- Direction: Rewrite the lines of the records from the one containing "of the webpage" through the one containing "x=133 y=431", both included, as a JSON list of strings, one string per line and no blank lines. Include no other lines.

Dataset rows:
========
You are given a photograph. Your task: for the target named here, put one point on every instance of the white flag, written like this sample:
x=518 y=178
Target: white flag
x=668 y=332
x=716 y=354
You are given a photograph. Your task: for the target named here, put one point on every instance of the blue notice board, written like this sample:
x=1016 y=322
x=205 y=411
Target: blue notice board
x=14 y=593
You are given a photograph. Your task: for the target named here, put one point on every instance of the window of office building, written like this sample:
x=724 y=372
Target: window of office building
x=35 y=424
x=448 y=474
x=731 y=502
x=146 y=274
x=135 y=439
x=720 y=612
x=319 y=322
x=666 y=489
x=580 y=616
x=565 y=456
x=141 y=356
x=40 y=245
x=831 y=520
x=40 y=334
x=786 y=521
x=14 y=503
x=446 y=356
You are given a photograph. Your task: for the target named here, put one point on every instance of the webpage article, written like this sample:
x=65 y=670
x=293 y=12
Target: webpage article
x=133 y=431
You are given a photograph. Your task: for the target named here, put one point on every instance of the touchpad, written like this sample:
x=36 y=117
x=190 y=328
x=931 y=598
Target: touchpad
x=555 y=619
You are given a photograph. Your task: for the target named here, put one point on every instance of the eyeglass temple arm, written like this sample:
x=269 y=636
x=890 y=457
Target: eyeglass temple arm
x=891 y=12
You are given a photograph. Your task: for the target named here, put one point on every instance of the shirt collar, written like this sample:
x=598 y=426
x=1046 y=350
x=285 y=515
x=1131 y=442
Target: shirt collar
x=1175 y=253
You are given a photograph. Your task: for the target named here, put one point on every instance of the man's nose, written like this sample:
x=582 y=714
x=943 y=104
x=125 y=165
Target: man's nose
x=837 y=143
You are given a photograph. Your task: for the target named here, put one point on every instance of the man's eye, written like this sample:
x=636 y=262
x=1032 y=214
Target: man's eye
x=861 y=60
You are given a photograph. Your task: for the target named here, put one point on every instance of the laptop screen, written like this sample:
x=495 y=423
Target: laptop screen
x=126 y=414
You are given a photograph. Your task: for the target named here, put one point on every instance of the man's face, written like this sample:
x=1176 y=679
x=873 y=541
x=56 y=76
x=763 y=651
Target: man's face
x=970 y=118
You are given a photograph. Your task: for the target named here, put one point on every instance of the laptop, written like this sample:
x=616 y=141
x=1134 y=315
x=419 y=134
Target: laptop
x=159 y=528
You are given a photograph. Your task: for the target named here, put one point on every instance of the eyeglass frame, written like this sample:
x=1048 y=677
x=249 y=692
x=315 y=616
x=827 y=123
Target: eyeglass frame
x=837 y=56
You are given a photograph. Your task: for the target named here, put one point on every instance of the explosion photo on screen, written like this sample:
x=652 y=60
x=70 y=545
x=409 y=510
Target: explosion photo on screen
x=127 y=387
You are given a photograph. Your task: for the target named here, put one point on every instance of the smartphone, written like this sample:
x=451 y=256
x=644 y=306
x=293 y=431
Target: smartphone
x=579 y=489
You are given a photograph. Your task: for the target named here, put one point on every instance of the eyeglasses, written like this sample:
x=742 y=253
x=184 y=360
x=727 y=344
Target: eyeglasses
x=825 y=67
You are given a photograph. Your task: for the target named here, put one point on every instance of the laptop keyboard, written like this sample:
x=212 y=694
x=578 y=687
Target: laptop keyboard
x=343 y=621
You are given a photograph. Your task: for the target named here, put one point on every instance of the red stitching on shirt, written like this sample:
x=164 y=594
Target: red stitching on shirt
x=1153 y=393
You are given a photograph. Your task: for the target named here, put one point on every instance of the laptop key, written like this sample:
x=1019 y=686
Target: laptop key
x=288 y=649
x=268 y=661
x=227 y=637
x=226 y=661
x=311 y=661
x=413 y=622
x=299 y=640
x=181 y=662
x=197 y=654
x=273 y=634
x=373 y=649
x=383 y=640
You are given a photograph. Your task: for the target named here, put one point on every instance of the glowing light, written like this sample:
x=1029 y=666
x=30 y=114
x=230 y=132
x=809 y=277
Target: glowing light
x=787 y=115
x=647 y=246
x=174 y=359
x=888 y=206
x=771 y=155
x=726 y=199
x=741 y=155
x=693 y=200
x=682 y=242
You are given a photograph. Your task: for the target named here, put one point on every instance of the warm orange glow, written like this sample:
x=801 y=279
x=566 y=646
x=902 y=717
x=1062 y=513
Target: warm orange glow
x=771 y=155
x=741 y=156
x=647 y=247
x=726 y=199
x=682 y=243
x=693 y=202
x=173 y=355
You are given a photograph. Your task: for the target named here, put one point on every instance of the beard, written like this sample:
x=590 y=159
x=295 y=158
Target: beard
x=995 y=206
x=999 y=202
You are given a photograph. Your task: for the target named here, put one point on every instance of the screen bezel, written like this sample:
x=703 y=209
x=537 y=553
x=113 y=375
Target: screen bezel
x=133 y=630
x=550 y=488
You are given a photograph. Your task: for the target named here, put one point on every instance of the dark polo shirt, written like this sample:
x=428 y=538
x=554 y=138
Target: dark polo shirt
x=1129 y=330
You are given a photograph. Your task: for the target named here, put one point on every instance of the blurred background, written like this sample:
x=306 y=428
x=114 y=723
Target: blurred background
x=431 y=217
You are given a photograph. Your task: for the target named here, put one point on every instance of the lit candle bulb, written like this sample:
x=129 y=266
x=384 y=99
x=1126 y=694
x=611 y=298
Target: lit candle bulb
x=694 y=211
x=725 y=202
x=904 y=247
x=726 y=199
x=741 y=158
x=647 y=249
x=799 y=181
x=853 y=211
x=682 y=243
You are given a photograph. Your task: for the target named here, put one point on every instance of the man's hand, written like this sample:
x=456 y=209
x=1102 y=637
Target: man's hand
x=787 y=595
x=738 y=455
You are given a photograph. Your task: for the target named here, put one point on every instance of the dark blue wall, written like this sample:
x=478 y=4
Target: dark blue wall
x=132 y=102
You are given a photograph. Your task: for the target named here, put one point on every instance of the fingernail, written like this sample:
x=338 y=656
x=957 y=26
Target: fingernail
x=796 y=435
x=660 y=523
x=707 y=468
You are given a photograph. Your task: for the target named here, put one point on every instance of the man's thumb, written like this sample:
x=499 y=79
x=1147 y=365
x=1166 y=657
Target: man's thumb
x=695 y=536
========
- Final result:
[
  "You are given a photograph. Your task: for the target named here, put one point on every instance of the webpage article, written like this sample:",
  "x=65 y=670",
  "x=293 y=12",
  "Target: webpage article",
  "x=133 y=431"
]